[Task directions]: List every line in the rows below that contains the word "window".

(Excerpts from a point labeling dataset)

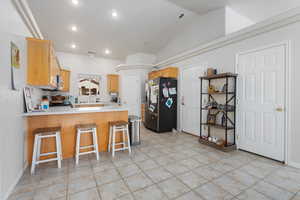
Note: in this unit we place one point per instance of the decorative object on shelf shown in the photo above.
(211, 118)
(220, 142)
(223, 120)
(228, 121)
(211, 71)
(212, 89)
(224, 88)
(211, 105)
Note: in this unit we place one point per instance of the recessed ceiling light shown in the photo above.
(73, 46)
(74, 28)
(75, 2)
(114, 14)
(107, 51)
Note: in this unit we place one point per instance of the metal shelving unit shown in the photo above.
(229, 114)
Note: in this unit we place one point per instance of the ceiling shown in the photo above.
(142, 26)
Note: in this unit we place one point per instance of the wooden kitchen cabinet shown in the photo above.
(112, 83)
(43, 66)
(65, 77)
(169, 72)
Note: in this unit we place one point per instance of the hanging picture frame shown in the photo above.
(15, 66)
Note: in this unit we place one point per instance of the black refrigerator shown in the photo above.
(161, 106)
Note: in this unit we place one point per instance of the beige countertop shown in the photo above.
(68, 110)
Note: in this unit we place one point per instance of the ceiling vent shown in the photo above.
(91, 54)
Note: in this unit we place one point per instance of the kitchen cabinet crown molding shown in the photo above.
(134, 66)
(24, 11)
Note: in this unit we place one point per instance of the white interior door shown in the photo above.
(190, 100)
(130, 93)
(261, 102)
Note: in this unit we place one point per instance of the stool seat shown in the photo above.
(85, 126)
(86, 129)
(118, 123)
(114, 128)
(39, 135)
(46, 131)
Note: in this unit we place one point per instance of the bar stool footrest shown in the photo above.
(46, 160)
(86, 147)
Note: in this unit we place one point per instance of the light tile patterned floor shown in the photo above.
(165, 166)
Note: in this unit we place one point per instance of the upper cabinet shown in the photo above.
(43, 67)
(169, 72)
(112, 83)
(65, 78)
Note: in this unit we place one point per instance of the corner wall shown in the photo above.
(13, 129)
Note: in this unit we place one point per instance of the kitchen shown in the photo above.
(186, 102)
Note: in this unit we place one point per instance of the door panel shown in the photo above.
(190, 99)
(261, 91)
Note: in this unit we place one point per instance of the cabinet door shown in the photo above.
(65, 76)
(38, 61)
(54, 68)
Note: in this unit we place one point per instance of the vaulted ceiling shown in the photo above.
(141, 26)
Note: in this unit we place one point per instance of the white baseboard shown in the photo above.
(12, 187)
(294, 164)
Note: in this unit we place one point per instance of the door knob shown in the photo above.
(279, 109)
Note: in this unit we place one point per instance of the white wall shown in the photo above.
(224, 59)
(204, 29)
(82, 64)
(235, 21)
(259, 10)
(13, 129)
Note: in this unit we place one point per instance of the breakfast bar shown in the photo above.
(67, 118)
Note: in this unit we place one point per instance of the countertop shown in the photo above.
(68, 110)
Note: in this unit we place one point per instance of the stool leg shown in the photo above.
(95, 141)
(124, 139)
(114, 141)
(34, 154)
(109, 140)
(128, 139)
(39, 150)
(77, 146)
(58, 149)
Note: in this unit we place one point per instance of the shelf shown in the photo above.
(228, 148)
(218, 126)
(216, 109)
(219, 76)
(217, 93)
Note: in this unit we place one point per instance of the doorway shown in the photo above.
(262, 101)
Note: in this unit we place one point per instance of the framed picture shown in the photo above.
(15, 66)
(211, 119)
(28, 99)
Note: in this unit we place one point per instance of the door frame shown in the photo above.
(180, 80)
(287, 103)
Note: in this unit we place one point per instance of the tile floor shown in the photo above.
(165, 166)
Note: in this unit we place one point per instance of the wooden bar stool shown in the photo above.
(115, 127)
(86, 128)
(43, 133)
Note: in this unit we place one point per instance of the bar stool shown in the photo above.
(43, 133)
(115, 127)
(86, 128)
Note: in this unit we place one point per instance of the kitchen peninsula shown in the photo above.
(67, 118)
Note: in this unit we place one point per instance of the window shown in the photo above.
(89, 88)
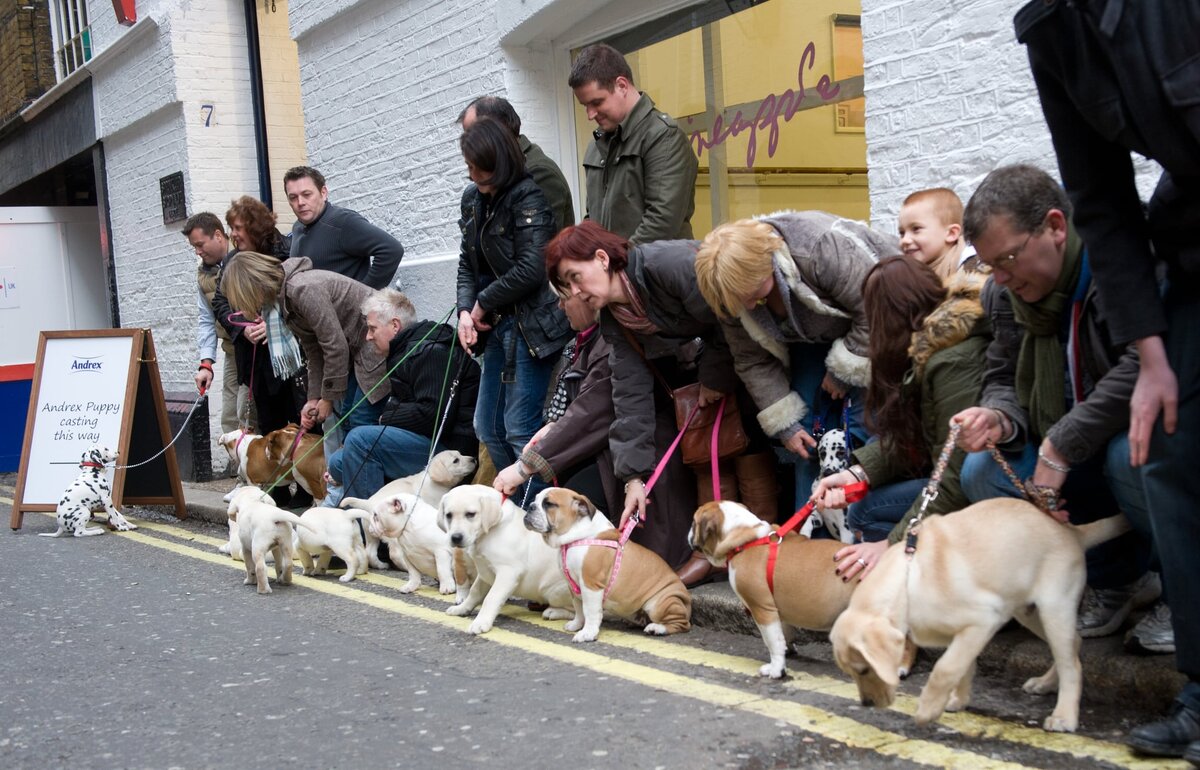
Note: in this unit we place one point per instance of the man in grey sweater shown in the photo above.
(337, 239)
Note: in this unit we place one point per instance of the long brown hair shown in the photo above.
(898, 294)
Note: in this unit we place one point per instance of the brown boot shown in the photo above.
(759, 485)
(705, 483)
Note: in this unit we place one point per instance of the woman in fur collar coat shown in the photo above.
(928, 361)
(789, 290)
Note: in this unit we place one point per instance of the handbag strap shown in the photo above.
(637, 347)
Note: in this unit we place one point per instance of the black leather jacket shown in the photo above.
(514, 235)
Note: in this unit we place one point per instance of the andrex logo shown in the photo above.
(91, 364)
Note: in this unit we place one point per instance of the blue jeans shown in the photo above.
(808, 372)
(1099, 487)
(509, 413)
(1173, 486)
(879, 512)
(375, 453)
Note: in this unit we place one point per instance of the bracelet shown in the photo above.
(1051, 464)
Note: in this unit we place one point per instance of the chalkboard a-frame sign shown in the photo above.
(96, 386)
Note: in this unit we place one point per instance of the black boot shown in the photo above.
(1170, 737)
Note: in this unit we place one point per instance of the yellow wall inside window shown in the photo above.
(759, 53)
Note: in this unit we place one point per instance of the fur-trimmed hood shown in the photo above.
(952, 322)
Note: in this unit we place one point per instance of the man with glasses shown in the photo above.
(1056, 389)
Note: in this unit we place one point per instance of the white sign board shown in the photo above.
(79, 403)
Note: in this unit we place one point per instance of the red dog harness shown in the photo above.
(855, 492)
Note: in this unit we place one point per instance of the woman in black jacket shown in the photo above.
(507, 308)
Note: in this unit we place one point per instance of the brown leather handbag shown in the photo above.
(695, 449)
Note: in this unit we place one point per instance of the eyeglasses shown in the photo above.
(1006, 260)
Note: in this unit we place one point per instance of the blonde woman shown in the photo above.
(789, 290)
(319, 311)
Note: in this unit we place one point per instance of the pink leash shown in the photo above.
(628, 529)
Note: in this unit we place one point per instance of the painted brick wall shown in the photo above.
(949, 97)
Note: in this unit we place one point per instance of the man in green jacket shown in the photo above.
(641, 172)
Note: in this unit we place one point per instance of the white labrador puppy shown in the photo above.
(329, 533)
(409, 527)
(445, 470)
(263, 527)
(510, 560)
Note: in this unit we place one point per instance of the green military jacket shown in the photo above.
(641, 179)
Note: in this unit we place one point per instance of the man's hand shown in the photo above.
(1157, 390)
(831, 385)
(467, 334)
(979, 426)
(801, 443)
(829, 493)
(257, 331)
(635, 500)
(708, 396)
(315, 413)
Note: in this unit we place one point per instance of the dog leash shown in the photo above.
(855, 492)
(628, 529)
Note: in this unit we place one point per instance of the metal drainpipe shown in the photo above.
(256, 98)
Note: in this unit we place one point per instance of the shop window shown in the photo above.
(771, 96)
(72, 35)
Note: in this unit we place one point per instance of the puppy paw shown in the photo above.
(586, 635)
(1056, 723)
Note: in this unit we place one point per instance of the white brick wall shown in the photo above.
(949, 97)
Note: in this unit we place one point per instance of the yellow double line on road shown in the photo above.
(805, 717)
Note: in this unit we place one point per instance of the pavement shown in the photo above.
(1111, 675)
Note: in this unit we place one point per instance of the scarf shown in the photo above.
(281, 343)
(633, 316)
(1042, 361)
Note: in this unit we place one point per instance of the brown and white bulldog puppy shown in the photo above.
(808, 593)
(309, 470)
(645, 588)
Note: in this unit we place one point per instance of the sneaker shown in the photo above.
(1153, 633)
(1103, 609)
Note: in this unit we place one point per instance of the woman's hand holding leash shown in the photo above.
(829, 492)
(635, 500)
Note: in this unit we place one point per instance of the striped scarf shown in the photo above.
(281, 343)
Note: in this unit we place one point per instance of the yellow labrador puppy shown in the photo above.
(509, 559)
(808, 594)
(972, 571)
(645, 589)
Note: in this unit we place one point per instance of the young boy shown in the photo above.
(931, 229)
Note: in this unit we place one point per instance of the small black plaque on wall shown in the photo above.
(174, 204)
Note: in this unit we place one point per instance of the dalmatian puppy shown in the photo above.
(833, 456)
(89, 492)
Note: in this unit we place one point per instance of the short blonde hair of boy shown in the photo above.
(947, 204)
(388, 305)
(252, 281)
(732, 263)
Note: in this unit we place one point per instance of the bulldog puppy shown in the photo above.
(645, 588)
(309, 458)
(263, 527)
(971, 572)
(330, 533)
(415, 542)
(510, 560)
(808, 594)
(445, 470)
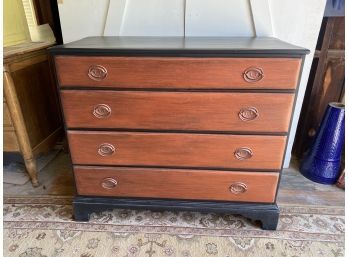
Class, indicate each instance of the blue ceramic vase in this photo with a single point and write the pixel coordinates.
(322, 162)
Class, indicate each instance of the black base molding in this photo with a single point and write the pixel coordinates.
(268, 214)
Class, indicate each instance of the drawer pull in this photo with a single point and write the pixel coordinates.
(248, 114)
(102, 111)
(253, 74)
(97, 72)
(238, 188)
(106, 149)
(243, 153)
(109, 183)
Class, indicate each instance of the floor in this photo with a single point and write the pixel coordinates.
(57, 179)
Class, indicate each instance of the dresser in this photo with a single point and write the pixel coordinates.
(173, 123)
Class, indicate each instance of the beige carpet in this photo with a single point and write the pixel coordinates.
(42, 226)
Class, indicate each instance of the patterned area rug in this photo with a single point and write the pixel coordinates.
(43, 227)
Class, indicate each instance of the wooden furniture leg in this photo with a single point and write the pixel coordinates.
(19, 125)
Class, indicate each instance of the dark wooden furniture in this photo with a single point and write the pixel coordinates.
(32, 118)
(178, 123)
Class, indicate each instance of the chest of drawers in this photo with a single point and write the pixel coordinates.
(196, 124)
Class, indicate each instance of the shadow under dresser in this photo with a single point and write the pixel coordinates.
(194, 124)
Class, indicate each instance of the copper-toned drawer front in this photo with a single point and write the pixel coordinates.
(176, 72)
(177, 149)
(176, 183)
(260, 112)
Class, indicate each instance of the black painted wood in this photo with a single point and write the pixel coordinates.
(179, 46)
(268, 214)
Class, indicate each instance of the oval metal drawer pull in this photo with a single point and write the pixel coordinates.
(238, 188)
(102, 111)
(243, 153)
(97, 72)
(106, 149)
(109, 183)
(253, 74)
(248, 114)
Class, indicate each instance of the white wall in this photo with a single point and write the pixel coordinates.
(294, 21)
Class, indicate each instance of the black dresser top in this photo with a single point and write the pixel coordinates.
(182, 46)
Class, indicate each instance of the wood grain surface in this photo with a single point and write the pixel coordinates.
(176, 149)
(176, 183)
(177, 110)
(178, 72)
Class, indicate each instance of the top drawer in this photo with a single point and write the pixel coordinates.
(178, 72)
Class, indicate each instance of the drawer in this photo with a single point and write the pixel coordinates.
(253, 112)
(176, 183)
(178, 72)
(176, 149)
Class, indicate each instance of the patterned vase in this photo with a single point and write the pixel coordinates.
(322, 162)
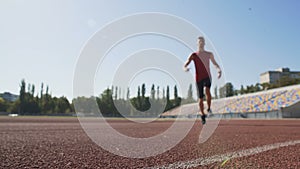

[Exercise solution]:
Note: in this unit we place one point per instance of the window shown in the photo above.
Note: in this unit we place one point per instance of the yellow wall inside window shown in the photo above.
Note: in this unit we place one point per instance of the shop window shown in the photo above.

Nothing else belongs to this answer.